Reuters: Bernanke: full effect of rate cuts yet to be felt

by Alister Bull

(Reuters) The full benefit of recent Federal Reserve interest rate cuts has not yet been felt, Fed Chairman Ben Bernanke said Thursday, nodding to a policy lag that may reduce the need for many more rate moves ahead.

Ben Bernanke

CNBC.com

Ben Bernanke


“Further actions will have to depend on how the economy evolves and we are looking of course at both sides of our mandate, growth and inflation,” Bernanke told a U.S. Senate Banking Committee hearing on the rescue of troubled investment bank Bear Stearns.

“The effects of monetary policy are felt over a period of time and we expect to see further positive effects of these policies going forward,” he said.

“I believe we have helped to offset the credit crunch to some extent.” Bernanke acknowledged in testimony Wednesday that there was a risk U.S. growth could contract slightly in the first half of this year, before picking up in the next six months.

On the other hand, recent economic indicators have been mixed, with some signaling that conditions were not getting worse at an accelerating pace and may even be stabilizing.

First time he’s used this kind of language.

Bernanke also stressed Thursday that the Fed was uncomfortable with the current high levels of inflation, while arguing that these pressures should abate in the months ahead.

“The primary reason for the high inflation is rapid increases in the price of globally traded commodities, including crude oil and food,” he said.

Headline U.S. consumer prices rose 4.0 percent in February versus a year ago.

“It is our expectation, which is consistent with the prices seen in futures markets, that these prices will moderate in the coming year and that therefore, overall inflation will tend to slow,” Bernanke said.

“However, we are aware of the uncertainties involved with that and we are obviously going to be watching the situation very carefully,” he added.

2008-04-03 US Economic Releases

2008-04-03 Initial Jobless Claims

Initial Jobless Claims (Mar 29)

Survey 366K
Actual 407K
Prior 366K
Revised 369K

2008-04-03 Continuing Claims

Continuing Claims (Mar 22)

Survey 2860K
Actual 2937K
Prior 2845K
Revised 2840K

This is now more in line with what’s looked like near zero growth for the first quarter, and not much more is expected for Q2.

While fear of systemic risk has been reduced with the realization that the Fed/Tsy can -and probably will- simply ‘write checks’ as needed, that doesn’t guarantee general weakness won’t continue.

As Karim has been indicating, we may be near the end of rate cuts, but continued weakness could mean rates stay down for a ‘considerable period.’

Also note markets aren’t (yet) moving much on this.

With reduced systemic risk fears, these types of numbers are more ‘rear view mirror’ events than forward looking regarding the future of GDP growth.

In other words, data can be forward looking for some purposes, like systemic risk, and rear view mirror for other purposes, like GDP growth.
--- --- ---
TASK 1 →
Could you copy the Bernanke rate-cut piece word for word from "Reuters: Bernanke: full" to "bank Bear Stearns."?
TASK 2 →
Can you write the next part of the Bernanke rate-cut piece, beginning after its last sentence?

DATA BELOW →
--- --- ---
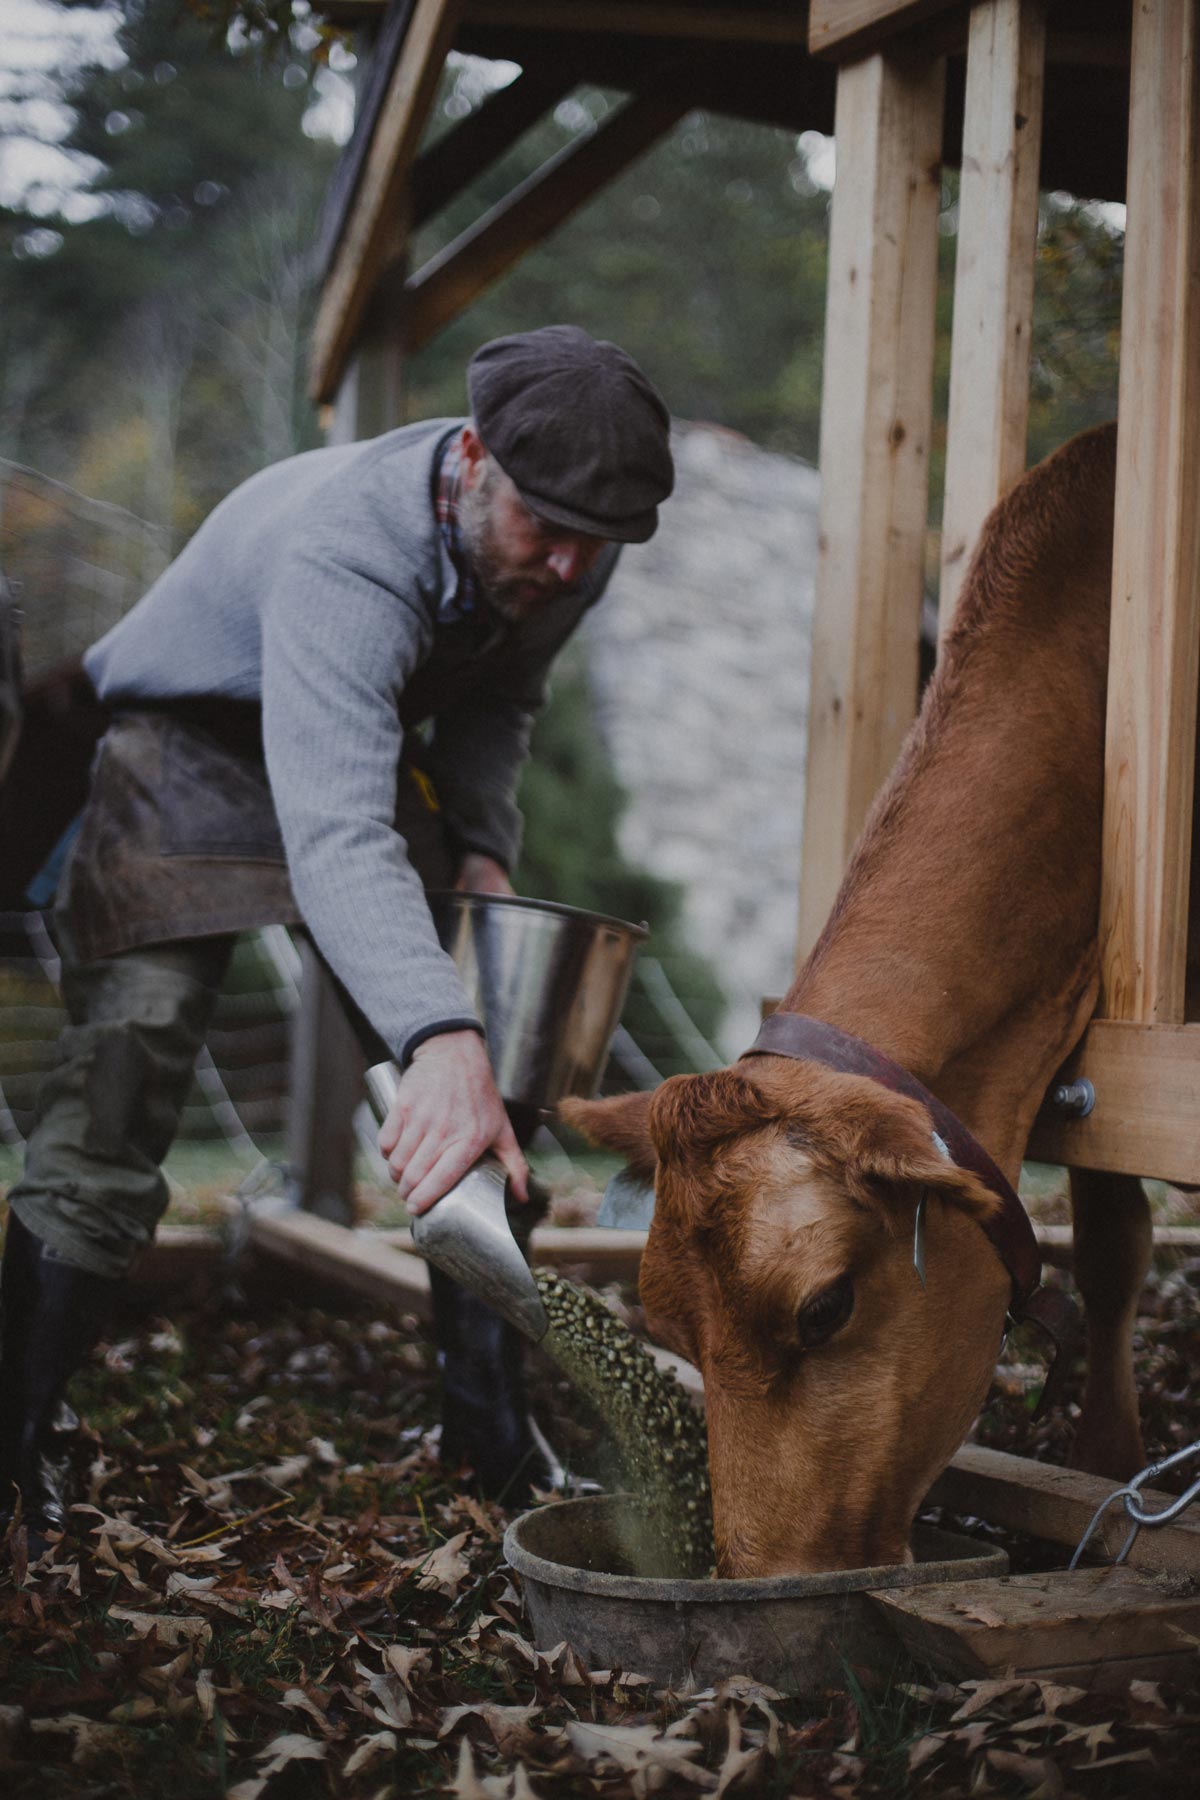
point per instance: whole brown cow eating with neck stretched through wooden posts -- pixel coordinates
--- --- ---
RESULT 1 →
Reuters: Bernanke: full effect of rate cuts yet to be felt

by Alister Bull

(Reuters) The full benefit of recent Federal Reserve interest rate cuts has not yet been felt, Fed Chairman Ben Bernanke said Thursday, nodding to a policy lag that may reduce the need for many more rate moves ahead.

Ben Bernanke

CNBC.com

Ben Bernanke


“Further actions will have to depend on how the economy evolves and we are looking of course at both sides of our mandate, growth and inflation,” Bernanke told a U.S. Senate Banking Committee hearing on the rescue of troubled investment bank Bear Stearns.

RESULT 2 →
Also, Bernanke pointed to differences between now and the 1930’s, leaving out the largest factor – the gold standard. With a fixed exchange rate policy the govt can’t ‘simply write checks’ as that tends to result in outflows of gold/spikes in interest rates that can quickly lead to default/devaluation.

(The US shut down in the payments system in 1934 and reopened with a domestically suspended gold standard and federal deposit insurance.)

From Karim:

  • Initial claims spike from 369k to 407k; a labor department spokesman said that more claims were processed last week due to good Friday holiday the week before

  • So that means that the rate of change is exaggerated, but not the level (prior week should have been more than 369k

  • Continuing claims (which come out with a 1 week lag) rose from 2840k to 2937k; if to follow the same pattern as continuing claims, should rise again next week

  • Employment component of last non-mfg ISM will be important in shaping final estimates for payrolls tomorrow; right now looks to be about flat

2008-04-03 ISM Non-Manf. Composite

ISM Non-Manf. Composite (Mar)

Survey 48.5
Actual 49.6
Prior 49.3
Revised n/a


Nice bounce off the bottom though longer term still drifting lower.


2008-04-03 ISM TABLE

2008-04-03 ISM TABLE

ISM TABLE (Mar)

From Karim:

Consolidating at contraction levels; employment unch at 46.9;

Yes, bodes for flat Q1 and probably a slow start to Q2.

inventory
sentiment remains poor (inventories too high)

Yes, meaning they are running relatively lean for a recession.

Also, new orders up some export orders up very sharply to 55, indicating continuing weakness for domestic demand but exports picking up the slack and then some.

Prices paid up and too high as well.

Weakness and higher prices continues.

(Crude now up on the day.)

2008-04-02 US Economic Releases

2008-04-02 MBAVPRCH Index

MBAVPRCH Index (Mar 28)

Survey n/a
Actual 356.0
Prior 403.7
Revised n/a

Down this week, maybe a holiday issue. Looks looks like Q1 was in a lower range than Q4, but not all that bad.

Also, mortgage bankers have less capacity than previously, and banks are said to be gaining market share.


2008-04-02 MBAVREFI Index

MBAVREFI Index (Mar 28)

Survey n/a
Actual 2636.0
Prior 4255.2
Revised n/a

Refi’s have been coming in spikes. Not sure why.


2008-04-02 Challenger Job Cuts YoY

Challenger Job Cuts YoY (Mar)

Survey n/a
Actual 9.4%
Prior -14.2%
Revised n/a

This hasn’t been a reliable indicator but nonetheless seems to indicate a recession isn’t in the cards.


2008-04-02 ADP Employment Change

ADP Employment Change (Mar)

Survey -45K
Actual 8K
Prior -23K
Revised -18K

ADP flattish, and last month revised up a bit.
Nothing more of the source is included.